■ **PASSAGE PROVIDED**
- Opening Delimiter -
Chlamydia is the most frequently reported sexually transmitted disease in the United States, but a promising new vaccine could change that.
There were nearly two million cases of Chlamydia reported in 2017, according to the U.S. Centers for Disease Control and Prevention. That actually may be a low number since the disease can be present with little or no symptoms.
Antibiotics can clear a chlamydia infection from the body; but left untreated, Chlamydia can lead to disabling, long-term complications for women.
The Chlamydia bacteria target the cervix, and, for about 1 in 6 women, spreads to the uterus and fallopian tubes where it can cause pelvic inflammatory disease, infertility, and potentially deadly ectopic pregnancy.
A possible vaccine is being tested right now that may prevent the disease from taking hold. If the vaccine is approved for use, the ideal age to vaccinate girls and boys would be around 11 or 12, roughly the same as for the human papillomavirus, or HPV, vaccine.
If symptoms of Chlamydia do appear, it is not usually until several weeks after someone has had sex with an infected partner. It can be spread during vaginal, anal or oral sex.
Infected women may notice an abnormal vaginal discharge and/or a burning sensation when urinating. Symptoms in men can include a discharge from their penis, a burning sensation when urinating, and pain and swelling in one or both testicles. Even when chlamydia causes no symptoms, it can damage the reproductive system.
- Closing Delimiter -
■ **SOURCE MATERIAL**
- Opening Delimiter -
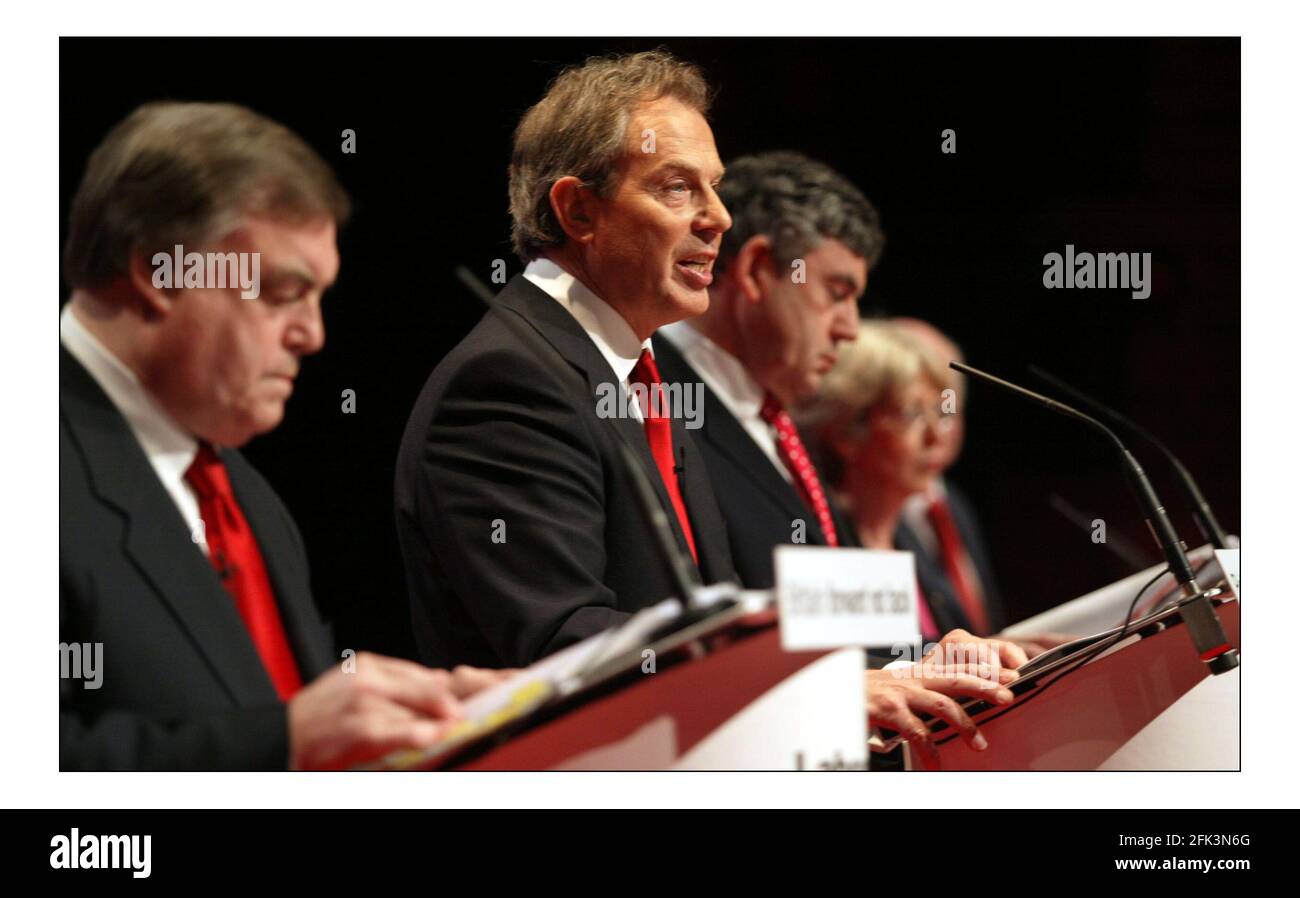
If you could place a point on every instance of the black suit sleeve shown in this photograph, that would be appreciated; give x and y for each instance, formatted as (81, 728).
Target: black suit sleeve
- Closing Delimiter -
■ **TASK TO CARRY OUT**
Reproduce the full chlamydia vaccine text word for word.

■ **SOLUTION BELOW**
Chlamydia is the most frequently reported sexually transmitted disease in the United States, but a promising new vaccine could change that.
There were nearly two million cases of Chlamydia reported in 2017, according to the U.S. Centers for Disease Control and Prevention. That actually may be a low number since the disease can be present with little or no symptoms.
Antibiotics can clear a chlamydia infection from the body; but left untreated, Chlamydia can lead to disabling, long-term complications for women.
The Chlamydia bacteria target the cervix, and, for about 1 in 6 women, spreads to the uterus and fallopian tubes where it can cause pelvic inflammatory disease, infertility, and potentially deadly ectopic pregnancy.
A possible vaccine is being tested right now that may prevent the disease from taking hold. If the vaccine is approved for use, the ideal age to vaccinate girls and boys would be around 11 or 12, roughly the same as for the human papillomavirus, or HPV, vaccine.
If symptoms of Chlamydia do appear, it is not usually until several weeks after someone has had sex with an infected partner. It can be spread during vaginal, anal or oral sex.
Infected women may notice an abnormal vaginal discharge and/or a burning sensation when urinating. Symptoms in men can include a discharge from their penis, a burning sensation when urinating, and pain and swelling in one or both testicles. Even when chlamydia causes no symptoms, it can damage the reproductive system.